═════ Excerpt ═════

Medicare is individual, not group/family, insurance. To get Medicare, a person must be eligible based on age or disability. Therefore, anyone who qualifies to receive Medicare can get it—regardless of work history.

However, Medicare is not free. Everyone pays premiums for Part B, and for Medicare Advantage (Part C), Part D (drug coverage), and Medigap/supplemental insurance if you choose that coverage.

Most people can enroll in Part A premium-free, based on work history, since Part A is paid for through payroll taxes. Under certain conditions, a spouse, divorced spouse, widow or widower, or a dependent parent may be eligible for Medicare premium-free Part A when they turn 65, based on their spouse’s work record.

I’m about to turn 65 and retire. My wife, who doesn’t work, is currently covered under my employer insurance, but she’s only 62. What will she do for insurance when I enroll in Medicare?

Because your wife is only 62, she cannot enroll in Medicare yet. She will need to buy some other form of coverage until she becomes eligible for Medicare.

One option is for your wife to explore buying coverage through the Health Insurance Marketplace in your state. Depending on your household income, she may qualify for subsidies that can help offset the cost of insurance.

═════ Input data ═════

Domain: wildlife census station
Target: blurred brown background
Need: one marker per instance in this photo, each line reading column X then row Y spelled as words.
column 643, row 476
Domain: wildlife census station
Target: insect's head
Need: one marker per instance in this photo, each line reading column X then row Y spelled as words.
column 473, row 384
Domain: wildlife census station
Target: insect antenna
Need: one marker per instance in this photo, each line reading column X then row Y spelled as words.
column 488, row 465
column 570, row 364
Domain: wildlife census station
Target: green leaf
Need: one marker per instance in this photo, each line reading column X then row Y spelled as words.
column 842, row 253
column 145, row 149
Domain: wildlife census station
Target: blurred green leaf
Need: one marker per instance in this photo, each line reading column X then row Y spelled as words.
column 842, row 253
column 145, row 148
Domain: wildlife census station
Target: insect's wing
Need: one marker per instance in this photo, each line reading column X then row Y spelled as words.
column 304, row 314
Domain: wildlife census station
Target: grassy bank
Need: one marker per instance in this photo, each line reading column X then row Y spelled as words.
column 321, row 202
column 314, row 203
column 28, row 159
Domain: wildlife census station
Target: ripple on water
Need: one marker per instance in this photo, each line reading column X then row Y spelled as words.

═════

> [What to work on]
A. Decide whether each statement below agrees with the Medicare excerpt. Answer yes or no for each, quoting the deciding words. (i) Everyone pays premiums for Part B. (ii) Medicare is group or family insurance. (iii) A 62-year-old wife can enroll in Medicare when her husband does.
B. Resume the Medicare excerpt after its final sentence and keep writing in the same voice.

> [List of answers]
A.
(i) Yes: "Everyone pays premiums for Part B"
(ii) No: "Medicare is individual, not group/family, insurance."
(iii) No: "Because your wife is only 62, she cannot enroll in Medicare yet."

B.
You may also want to speak with your current insurance plan about obtaining COBRA (continuation coverage) for your wife.

My non-working husband is about to turn 65 (I’m 63). Can he still get Medicare before me on my work record?

If you have worked for at least 10 years and paid Medicare (FICA) taxes, AND you are at least age 62, your spouse can get Medicare Parts A and B when he turns 65. If you have worked at least 10 years but are not yet age 62 when he turns age 65, he will not be eligible for premium-free Part A until you are age 62. He should still enroll in Medicare Parts B and D, however, in order to avoid a penalty later on.

However, if you are still working and your husband is covered under your group health plan, he could delay enrollment in Part B to avoid paying higher premiums.

Because these situations with non-working spouses can get complicated, you may want to get personal help in making enrollment decisions.